■ **Passage to read**:

===

The first words are about the disciples, and about Jesus appearing in resurrected form to them. They are written for all of us, so that we may encounter Jesus and be forever changed by him. They are our linguistic doorway into truth and life.

The second words go way beyond that. Two differences stand out to me, but there are sure to be more:

Jesus did other things beyond the presence of his disciples, his followers, and us – so many things that the world itself isn’t big enough to contain an account of them. Jesus isn’t limited to the Christian record, the church and its history, the fellowship through time and space. It’s a well phrased reminder that we cannot and should not try to set limits on how God manifests, even within the limits of our own space and time. 

Jesus manifests in ways that the world cannot contain because within each and every living thing is a world of mystery and untold depth. The cosmic scope of the universe finds its reflection in the cosmic scope of our own inner landscapes – the dwelling place of the Spirit within. It takes a lifetime to scratch the surface; perhaps part of the joy of eternity is a deep dive into these worlds, and a complete sharing of them with God and all God’s beloved children.

I think the differences make them both worth reading.

New Life

They’re everywhere, these signs of Spring and life renewed. Flowers adding yellows, purples, and whites to the brown leftovers of last year’s growing season; lengthening days and rising temperatures that encourage us to leave our jackets and mittens on their hooks; chives, oregano, and thyme cut in the yard rather than bought at Shaw’s. It’s time to rake the mulched leaves out of the garden beds, thankful for the protection last year’s growth offered.

I’d like to do the same in the spiritual sense. It’s time to clear my mind, heart, and soul of last year’s growth, not because it wasn’t fruitful but to make room for what’s emerging. It’ll take some work, some time, and trust in God – that’s true of almost everything.

I can’t wait to see what new life will grow this year.

What Will We Do With It?

===

■ **About this task**: For each statement below, decide whether it agrees with the passage, answering yes or no and quoting the words of the passage that settle it. 1. Jesus is described as not being limited to the Christian record. 2. The writer gets chives from Shaw's this spring. 3. The writer wants to clear out last year's spiritual growth because it bore no fruit. Rely on nothing but the passage.

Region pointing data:
===

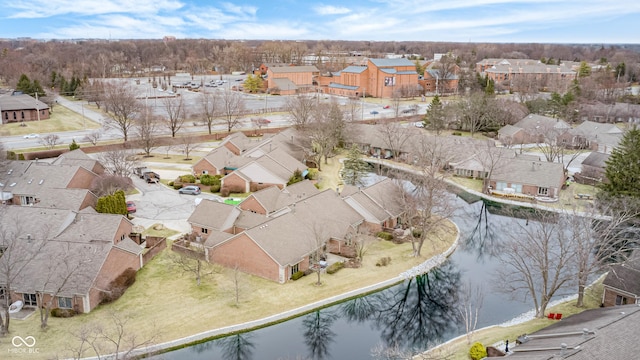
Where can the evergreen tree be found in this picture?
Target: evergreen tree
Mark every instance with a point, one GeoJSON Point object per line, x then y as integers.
{"type": "Point", "coordinates": [74, 145]}
{"type": "Point", "coordinates": [296, 177]}
{"type": "Point", "coordinates": [354, 168]}
{"type": "Point", "coordinates": [623, 168]}
{"type": "Point", "coordinates": [434, 119]}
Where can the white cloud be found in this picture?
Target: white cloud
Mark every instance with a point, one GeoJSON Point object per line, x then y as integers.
{"type": "Point", "coordinates": [331, 10]}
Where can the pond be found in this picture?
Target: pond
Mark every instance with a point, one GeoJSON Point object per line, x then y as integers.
{"type": "Point", "coordinates": [406, 318]}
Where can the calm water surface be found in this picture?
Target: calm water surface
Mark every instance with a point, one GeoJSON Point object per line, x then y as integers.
{"type": "Point", "coordinates": [412, 316]}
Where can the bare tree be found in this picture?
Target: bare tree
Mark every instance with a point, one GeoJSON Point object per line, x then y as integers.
{"type": "Point", "coordinates": [64, 266]}
{"type": "Point", "coordinates": [395, 137]}
{"type": "Point", "coordinates": [119, 162]}
{"type": "Point", "coordinates": [599, 242]}
{"type": "Point", "coordinates": [108, 184]}
{"type": "Point", "coordinates": [193, 262]}
{"type": "Point", "coordinates": [302, 109]}
{"type": "Point", "coordinates": [120, 101]}
{"type": "Point", "coordinates": [538, 259]}
{"type": "Point", "coordinates": [176, 113]}
{"type": "Point", "coordinates": [232, 108]}
{"type": "Point", "coordinates": [147, 125]}
{"type": "Point", "coordinates": [49, 141]}
{"type": "Point", "coordinates": [111, 338]}
{"type": "Point", "coordinates": [209, 107]}
{"type": "Point", "coordinates": [93, 137]}
{"type": "Point", "coordinates": [20, 243]}
{"type": "Point", "coordinates": [470, 303]}
{"type": "Point", "coordinates": [187, 144]}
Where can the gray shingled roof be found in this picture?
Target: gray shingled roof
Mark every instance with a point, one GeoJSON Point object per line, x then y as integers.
{"type": "Point", "coordinates": [214, 215]}
{"type": "Point", "coordinates": [536, 173]}
{"type": "Point", "coordinates": [391, 62]}
{"type": "Point", "coordinates": [610, 334]}
{"type": "Point", "coordinates": [596, 159]}
{"type": "Point", "coordinates": [20, 102]}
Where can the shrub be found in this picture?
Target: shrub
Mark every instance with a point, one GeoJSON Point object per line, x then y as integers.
{"type": "Point", "coordinates": [477, 351]}
{"type": "Point", "coordinates": [63, 313]}
{"type": "Point", "coordinates": [188, 178]}
{"type": "Point", "coordinates": [333, 268]}
{"type": "Point", "coordinates": [118, 286]}
{"type": "Point", "coordinates": [312, 174]}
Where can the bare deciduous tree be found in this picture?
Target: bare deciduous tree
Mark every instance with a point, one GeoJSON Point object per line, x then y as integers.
{"type": "Point", "coordinates": [301, 109]}
{"type": "Point", "coordinates": [147, 125]}
{"type": "Point", "coordinates": [49, 141]}
{"type": "Point", "coordinates": [120, 101]}
{"type": "Point", "coordinates": [176, 113]}
{"type": "Point", "coordinates": [93, 137]}
{"type": "Point", "coordinates": [209, 107]}
{"type": "Point", "coordinates": [232, 108]}
{"type": "Point", "coordinates": [119, 162]}
{"type": "Point", "coordinates": [470, 303]}
{"type": "Point", "coordinates": [538, 259]}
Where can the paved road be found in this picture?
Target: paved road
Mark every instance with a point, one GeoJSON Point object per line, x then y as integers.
{"type": "Point", "coordinates": [157, 203]}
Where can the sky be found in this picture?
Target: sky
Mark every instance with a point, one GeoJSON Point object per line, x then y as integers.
{"type": "Point", "coordinates": [499, 21]}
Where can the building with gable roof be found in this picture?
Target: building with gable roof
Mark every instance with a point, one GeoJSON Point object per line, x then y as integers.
{"type": "Point", "coordinates": [22, 107]}
{"type": "Point", "coordinates": [67, 256]}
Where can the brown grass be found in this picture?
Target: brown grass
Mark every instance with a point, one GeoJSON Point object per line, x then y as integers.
{"type": "Point", "coordinates": [166, 303]}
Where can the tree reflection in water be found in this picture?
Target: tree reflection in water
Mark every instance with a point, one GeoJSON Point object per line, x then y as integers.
{"type": "Point", "coordinates": [318, 334]}
{"type": "Point", "coordinates": [237, 347]}
{"type": "Point", "coordinates": [416, 315]}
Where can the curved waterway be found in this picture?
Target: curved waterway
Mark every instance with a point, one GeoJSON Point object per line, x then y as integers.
{"type": "Point", "coordinates": [409, 317]}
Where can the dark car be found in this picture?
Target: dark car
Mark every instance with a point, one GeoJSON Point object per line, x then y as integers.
{"type": "Point", "coordinates": [131, 207]}
{"type": "Point", "coordinates": [191, 189]}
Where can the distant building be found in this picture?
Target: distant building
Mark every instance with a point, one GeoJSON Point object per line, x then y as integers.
{"type": "Point", "coordinates": [22, 107]}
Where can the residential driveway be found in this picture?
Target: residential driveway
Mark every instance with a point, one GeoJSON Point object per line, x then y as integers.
{"type": "Point", "coordinates": [157, 203]}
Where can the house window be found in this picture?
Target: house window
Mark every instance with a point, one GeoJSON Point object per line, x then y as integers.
{"type": "Point", "coordinates": [294, 269]}
{"type": "Point", "coordinates": [64, 303]}
{"type": "Point", "coordinates": [621, 300]}
{"type": "Point", "coordinates": [30, 299]}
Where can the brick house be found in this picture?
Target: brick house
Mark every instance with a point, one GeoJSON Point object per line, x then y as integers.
{"type": "Point", "coordinates": [72, 256]}
{"type": "Point", "coordinates": [273, 168]}
{"type": "Point", "coordinates": [281, 242]}
{"type": "Point", "coordinates": [289, 80]}
{"type": "Point", "coordinates": [380, 78]}
{"type": "Point", "coordinates": [22, 107]}
{"type": "Point", "coordinates": [220, 161]}
{"type": "Point", "coordinates": [535, 179]}
{"type": "Point", "coordinates": [622, 283]}
{"type": "Point", "coordinates": [28, 183]}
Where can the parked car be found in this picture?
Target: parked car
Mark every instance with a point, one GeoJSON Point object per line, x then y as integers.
{"type": "Point", "coordinates": [191, 189]}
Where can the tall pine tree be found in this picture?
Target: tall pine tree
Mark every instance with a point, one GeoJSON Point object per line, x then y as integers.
{"type": "Point", "coordinates": [623, 168]}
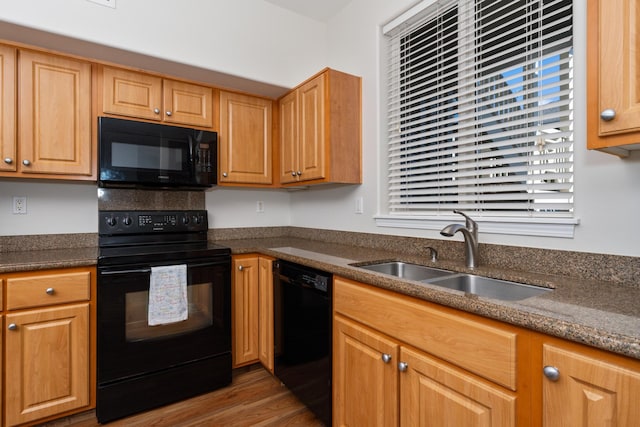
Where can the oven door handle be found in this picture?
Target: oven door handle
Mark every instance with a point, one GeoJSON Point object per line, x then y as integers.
{"type": "Point", "coordinates": [114, 272]}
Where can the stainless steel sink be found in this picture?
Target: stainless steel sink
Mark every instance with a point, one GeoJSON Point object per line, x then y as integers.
{"type": "Point", "coordinates": [470, 283]}
{"type": "Point", "coordinates": [406, 270]}
{"type": "Point", "coordinates": [488, 287]}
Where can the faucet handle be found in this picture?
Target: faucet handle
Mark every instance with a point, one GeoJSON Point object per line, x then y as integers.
{"type": "Point", "coordinates": [433, 253]}
{"type": "Point", "coordinates": [471, 225]}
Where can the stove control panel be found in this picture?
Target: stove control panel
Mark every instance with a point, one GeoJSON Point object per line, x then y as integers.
{"type": "Point", "coordinates": [149, 222]}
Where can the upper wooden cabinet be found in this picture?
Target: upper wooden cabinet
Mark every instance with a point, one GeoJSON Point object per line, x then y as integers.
{"type": "Point", "coordinates": [320, 131]}
{"type": "Point", "coordinates": [8, 146]}
{"type": "Point", "coordinates": [244, 141]}
{"type": "Point", "coordinates": [54, 130]}
{"type": "Point", "coordinates": [145, 96]}
{"type": "Point", "coordinates": [613, 76]}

===

■ **Task result**:
1. Yes: "Jesus isn’t limited to the Christian record, the church and its history, the fellowship through time and space."
2. No: "chives, oregano, and thyme cut in the yard rather than bought at Shaw’s."
3. No: "not because it wasn’t fruitful but to make room for what’s emerging."